▶ [Problem]:
Copy out again, unchanged, the listing below from the line that has "box: [198, 189, 218, 232]" through the line that has "box: [1, 2, 130, 69]".

+===+

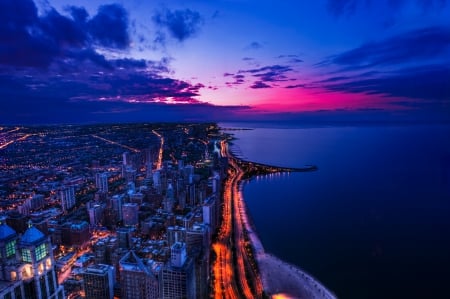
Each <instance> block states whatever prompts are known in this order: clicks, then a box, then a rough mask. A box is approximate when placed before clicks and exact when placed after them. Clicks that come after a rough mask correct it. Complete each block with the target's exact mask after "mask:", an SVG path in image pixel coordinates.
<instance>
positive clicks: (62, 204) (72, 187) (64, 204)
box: [59, 186, 75, 212]
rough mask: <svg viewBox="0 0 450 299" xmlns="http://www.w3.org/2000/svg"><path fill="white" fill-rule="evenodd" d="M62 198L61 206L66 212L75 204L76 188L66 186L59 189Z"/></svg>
mask: <svg viewBox="0 0 450 299" xmlns="http://www.w3.org/2000/svg"><path fill="white" fill-rule="evenodd" d="M59 197H60V198H61V206H62V208H63V211H64V212H67V211H68V210H69V209H71V208H73V206H75V188H74V187H73V186H65V187H64V188H62V189H61V190H60V191H59Z"/></svg>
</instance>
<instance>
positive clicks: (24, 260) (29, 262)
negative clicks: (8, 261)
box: [22, 248, 33, 263]
mask: <svg viewBox="0 0 450 299" xmlns="http://www.w3.org/2000/svg"><path fill="white" fill-rule="evenodd" d="M22 261H24V262H26V263H32V262H33V261H32V259H31V251H30V249H27V248H24V249H22Z"/></svg>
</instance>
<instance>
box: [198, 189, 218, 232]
mask: <svg viewBox="0 0 450 299" xmlns="http://www.w3.org/2000/svg"><path fill="white" fill-rule="evenodd" d="M216 205H217V201H216V197H215V196H211V197H208V198H207V199H206V200H205V202H204V203H203V206H202V209H203V223H205V224H207V225H208V226H209V233H210V236H211V235H212V234H214V232H215V230H216V228H217V226H218V223H219V217H218V215H217V206H216Z"/></svg>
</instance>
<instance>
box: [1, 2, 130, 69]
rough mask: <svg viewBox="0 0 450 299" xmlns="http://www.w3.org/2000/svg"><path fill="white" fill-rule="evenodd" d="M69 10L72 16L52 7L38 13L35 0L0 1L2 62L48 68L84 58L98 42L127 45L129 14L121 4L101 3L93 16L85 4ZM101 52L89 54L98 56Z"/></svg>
mask: <svg viewBox="0 0 450 299" xmlns="http://www.w3.org/2000/svg"><path fill="white" fill-rule="evenodd" d="M67 10H68V12H69V14H70V16H64V15H61V14H60V13H59V12H58V11H56V10H55V9H54V8H52V7H49V8H48V9H47V10H46V11H45V12H44V13H43V14H41V15H38V14H37V8H36V5H35V4H34V2H33V1H30V0H3V1H1V2H0V65H10V66H18V67H38V68H48V67H49V66H50V65H51V64H52V63H53V62H55V61H63V60H64V59H65V58H67V57H68V58H72V59H73V58H75V57H76V56H80V57H82V58H83V59H85V58H86V57H87V56H86V55H85V54H86V53H88V52H90V53H93V52H95V49H94V48H95V47H96V46H97V45H98V46H102V47H105V48H109V49H121V50H123V49H126V48H127V47H128V45H129V42H130V38H129V35H128V17H127V13H126V11H125V9H124V8H123V7H121V6H120V5H117V4H114V5H105V6H101V7H100V8H99V10H98V13H97V14H96V15H94V16H93V17H92V18H91V19H89V15H88V14H87V12H86V10H85V9H84V8H82V7H69V8H68V9H67ZM77 52H79V53H77ZM88 56H89V55H88ZM100 56H101V55H100ZM100 56H99V55H90V57H91V58H95V59H98V58H99V57H100ZM102 63H103V64H104V62H102Z"/></svg>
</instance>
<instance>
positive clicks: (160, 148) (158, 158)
mask: <svg viewBox="0 0 450 299" xmlns="http://www.w3.org/2000/svg"><path fill="white" fill-rule="evenodd" d="M152 133H153V134H155V135H156V136H158V137H159V140H160V142H161V144H160V146H159V152H158V159H157V161H156V169H160V168H161V167H162V159H163V153H164V136H162V135H161V134H159V133H158V132H156V131H155V130H152Z"/></svg>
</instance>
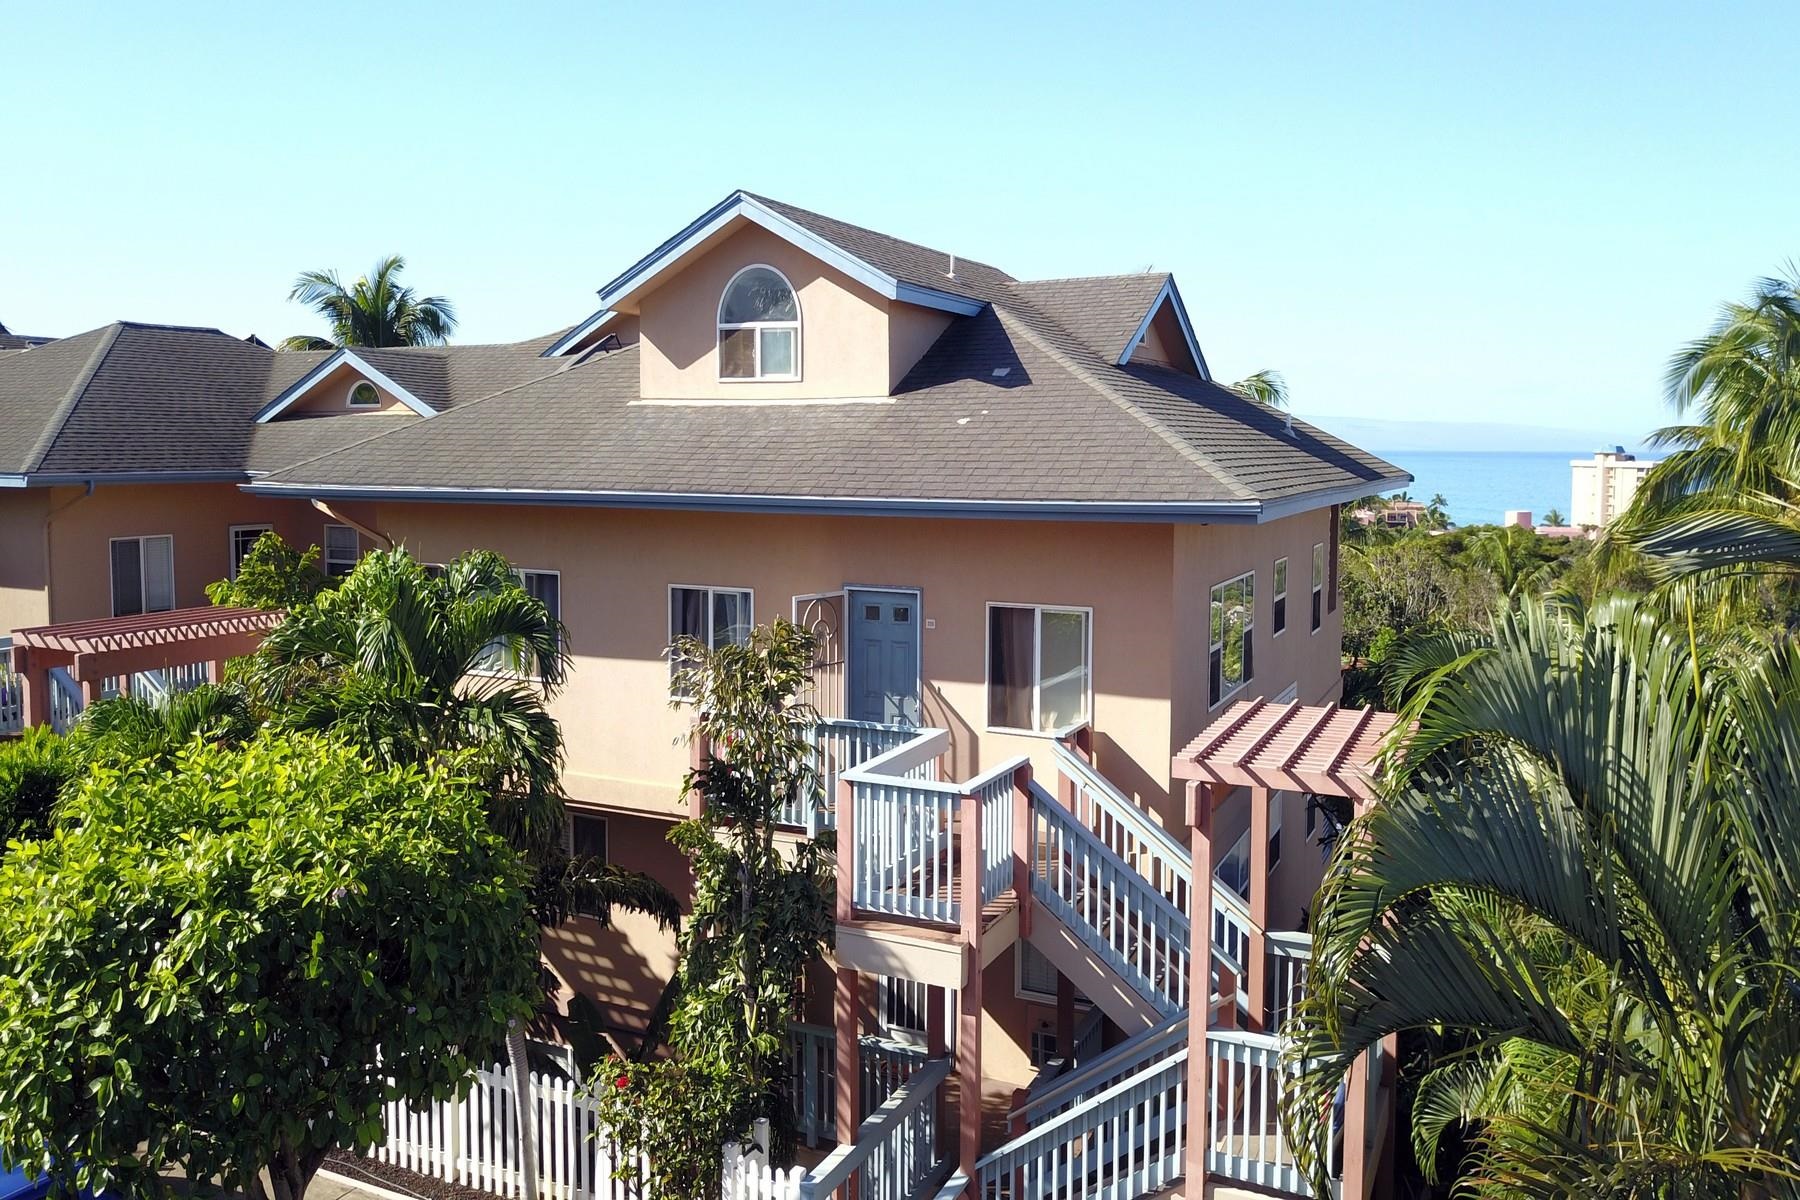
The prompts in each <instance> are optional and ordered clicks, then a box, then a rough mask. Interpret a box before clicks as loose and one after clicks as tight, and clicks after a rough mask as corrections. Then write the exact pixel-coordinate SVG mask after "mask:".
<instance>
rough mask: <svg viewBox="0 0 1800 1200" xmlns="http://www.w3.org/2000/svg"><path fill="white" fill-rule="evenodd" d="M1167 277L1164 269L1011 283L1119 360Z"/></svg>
mask: <svg viewBox="0 0 1800 1200" xmlns="http://www.w3.org/2000/svg"><path fill="white" fill-rule="evenodd" d="M1166 282H1168V272H1143V273H1138V275H1093V277H1087V279H1031V281H1022V282H1015V284H1012V291H1013V293H1015V295H1017V297H1022V299H1024V300H1026V302H1028V304H1031V306H1033V308H1035V309H1039V311H1040V313H1044V315H1046V317H1049V318H1051V320H1055V322H1057V324H1060V326H1062V327H1064V329H1067V331H1069V333H1073V335H1075V336H1078V338H1082V340H1084V342H1085V344H1087V345H1089V349H1093V351H1094V353H1096V354H1098V356H1100V358H1105V360H1107V362H1118V360H1120V354H1123V353H1125V344H1127V342H1130V338H1132V335H1134V333H1138V326H1141V324H1143V318H1145V317H1147V315H1148V313H1150V304H1154V302H1156V297H1157V293H1161V291H1163V284H1166Z"/></svg>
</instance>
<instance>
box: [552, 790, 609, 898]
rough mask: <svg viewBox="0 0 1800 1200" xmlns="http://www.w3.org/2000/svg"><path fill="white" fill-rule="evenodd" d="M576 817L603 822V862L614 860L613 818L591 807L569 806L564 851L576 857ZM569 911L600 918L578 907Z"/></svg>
mask: <svg viewBox="0 0 1800 1200" xmlns="http://www.w3.org/2000/svg"><path fill="white" fill-rule="evenodd" d="M576 817H580V819H583V820H598V822H599V824H601V828H605V831H607V833H605V838H607V855H605V858H601V864H610V862H612V820H610V819H608V817H607V813H596V811H594V810H590V808H574V806H569V808H567V810H565V820H563V853H565V855H569V856H571V858H574V820H576ZM569 912H571V916H578V918H583V919H587V921H594V919H598V918H594V916H592V914H589V912H580V910H576V909H571V910H569Z"/></svg>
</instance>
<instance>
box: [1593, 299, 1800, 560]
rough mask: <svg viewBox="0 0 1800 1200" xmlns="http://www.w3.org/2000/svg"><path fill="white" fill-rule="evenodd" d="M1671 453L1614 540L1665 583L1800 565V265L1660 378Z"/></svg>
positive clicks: (1636, 495)
mask: <svg viewBox="0 0 1800 1200" xmlns="http://www.w3.org/2000/svg"><path fill="white" fill-rule="evenodd" d="M1665 392H1667V398H1669V403H1670V405H1672V407H1674V410H1676V414H1679V416H1688V414H1690V412H1694V416H1696V419H1694V421H1690V423H1687V425H1670V426H1667V428H1661V430H1656V434H1652V435H1651V441H1652V443H1654V444H1658V446H1669V448H1672V453H1669V457H1667V459H1663V462H1661V464H1658V466H1656V468H1652V470H1651V473H1649V475H1647V477H1645V480H1643V484H1642V486H1640V489H1638V493H1636V498H1634V500H1633V506H1631V509H1629V513H1627V515H1625V518H1624V522H1622V524H1620V527H1618V529H1616V533H1615V538H1618V540H1622V542H1625V543H1629V545H1634V547H1636V549H1640V551H1643V552H1645V554H1649V556H1651V560H1652V563H1654V565H1656V569H1658V570H1660V574H1661V576H1663V578H1687V576H1694V574H1701V572H1706V574H1717V572H1735V570H1744V569H1759V567H1775V569H1786V570H1793V569H1800V264H1789V266H1787V275H1786V277H1771V279H1762V281H1759V282H1757V286H1755V288H1753V291H1751V295H1750V299H1748V300H1746V302H1739V304H1726V306H1724V308H1723V309H1721V313H1719V320H1717V322H1715V324H1714V327H1712V331H1710V333H1708V335H1706V336H1703V338H1697V340H1696V342H1690V344H1688V345H1687V347H1683V349H1681V351H1679V353H1678V354H1676V356H1674V358H1672V360H1670V363H1669V374H1667V381H1665Z"/></svg>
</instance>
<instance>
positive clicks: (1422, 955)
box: [1287, 599, 1800, 1200]
mask: <svg viewBox="0 0 1800 1200" xmlns="http://www.w3.org/2000/svg"><path fill="white" fill-rule="evenodd" d="M1436 653H1438V660H1440V664H1442V666H1440V667H1438V669H1436V671H1435V673H1431V675H1429V678H1427V680H1426V684H1424V687H1420V689H1417V693H1415V698H1413V700H1411V702H1409V703H1408V707H1406V709H1404V712H1402V716H1404V720H1402V721H1400V723H1399V725H1397V729H1400V730H1409V732H1402V736H1400V739H1399V741H1397V745H1395V748H1393V754H1391V761H1390V765H1388V766H1390V774H1388V784H1390V786H1388V795H1386V797H1384V799H1382V801H1381V802H1379V804H1377V806H1373V808H1372V810H1370V811H1368V813H1366V815H1363V817H1359V819H1357V820H1355V822H1354V824H1352V826H1350V829H1348V831H1346V833H1345V837H1341V838H1339V849H1337V853H1336V856H1334V858H1332V864H1330V867H1328V869H1327V878H1325V883H1323V887H1321V891H1319V898H1318V905H1316V925H1314V959H1312V972H1310V977H1309V986H1310V988H1312V991H1310V995H1309V999H1307V1000H1305V1004H1303V1006H1301V1009H1300V1013H1298V1016H1296V1020H1294V1022H1292V1024H1291V1025H1289V1029H1287V1033H1289V1034H1291V1036H1292V1043H1291V1051H1289V1054H1291V1063H1292V1067H1294V1069H1296V1072H1298V1074H1300V1083H1301V1087H1300V1088H1298V1090H1296V1092H1294V1094H1292V1096H1291V1097H1289V1099H1287V1117H1289V1128H1294V1130H1300V1132H1301V1141H1303V1146H1301V1148H1300V1151H1301V1155H1303V1157H1305V1159H1307V1162H1309V1166H1310V1169H1312V1171H1314V1175H1316V1177H1319V1182H1321V1184H1323V1175H1325V1160H1327V1142H1328V1121H1321V1119H1319V1115H1321V1114H1325V1112H1328V1108H1330V1099H1332V1094H1334V1090H1336V1088H1337V1087H1339V1083H1341V1081H1343V1078H1345V1074H1346V1070H1348V1067H1350V1063H1352V1061H1354V1060H1355V1058H1357V1056H1359V1054H1361V1052H1363V1051H1366V1049H1368V1047H1370V1045H1373V1043H1375V1042H1379V1040H1381V1038H1384V1036H1386V1034H1391V1033H1400V1031H1422V1029H1435V1031H1449V1033H1453V1034H1460V1036H1462V1038H1463V1040H1465V1043H1467V1049H1463V1051H1462V1054H1460V1056H1458V1058H1456V1060H1454V1061H1451V1063H1442V1065H1440V1069H1438V1070H1436V1072H1433V1074H1431V1076H1427V1079H1426V1087H1424V1088H1422V1092H1420V1099H1418V1105H1417V1108H1418V1110H1422V1114H1424V1124H1426V1133H1427V1139H1426V1141H1427V1146H1429V1139H1431V1137H1435V1135H1436V1132H1442V1128H1445V1126H1447V1124H1449V1123H1454V1121H1471V1123H1472V1126H1474V1151H1472V1155H1471V1159H1469V1160H1467V1162H1465V1171H1463V1180H1462V1182H1463V1186H1465V1189H1467V1191H1469V1193H1472V1195H1483V1196H1571V1195H1579V1196H1721V1200H1723V1198H1726V1196H1732V1198H1737V1196H1795V1195H1800V1157H1796V1144H1800V990H1796V988H1795V968H1796V964H1800V919H1796V914H1800V810H1796V806H1795V804H1793V797H1795V793H1796V790H1800V653H1796V649H1795V646H1793V644H1786V642H1784V644H1778V646H1775V648H1773V649H1769V651H1768V653H1766V655H1762V657H1760V658H1757V660H1753V662H1750V664H1748V666H1744V664H1741V666H1723V664H1719V662H1712V660H1708V658H1705V657H1696V653H1694V651H1692V648H1690V642H1688V639H1687V635H1685V631H1683V630H1679V628H1672V626H1670V624H1669V622H1667V621H1665V617H1663V615H1660V613H1658V612H1656V610H1654V608H1652V606H1649V604H1643V603H1640V601H1625V599H1618V601H1609V603H1606V604H1602V606H1598V608H1595V610H1593V612H1591V613H1580V612H1575V610H1570V608H1557V606H1550V604H1544V603H1539V601H1526V603H1523V604H1519V606H1517V608H1514V610H1508V612H1503V613H1499V615H1498V617H1496V622H1494V631H1492V635H1490V637H1483V639H1474V637H1467V635H1465V637H1462V639H1445V640H1444V642H1442V644H1440V646H1438V648H1436ZM1417 667H1418V664H1413V669H1417Z"/></svg>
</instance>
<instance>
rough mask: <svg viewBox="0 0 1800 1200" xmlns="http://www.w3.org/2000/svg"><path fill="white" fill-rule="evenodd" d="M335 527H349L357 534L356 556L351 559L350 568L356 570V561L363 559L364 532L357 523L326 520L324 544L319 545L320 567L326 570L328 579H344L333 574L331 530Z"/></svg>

+===+

▶ [Answer for this exercise]:
box: [198, 189, 218, 232]
mask: <svg viewBox="0 0 450 299" xmlns="http://www.w3.org/2000/svg"><path fill="white" fill-rule="evenodd" d="M216 205H217V201H216V197H215V196H211V197H208V198H207V199H206V200H205V202H204V203H203V206H202V209H203V223H205V224H207V225H208V226H209V233H210V236H211V235H212V234H214V232H215V230H216V228H217V226H218V223H219V217H218V215H217V206H216Z"/></svg>
</instance>
<instance>
box: [1, 2, 130, 69]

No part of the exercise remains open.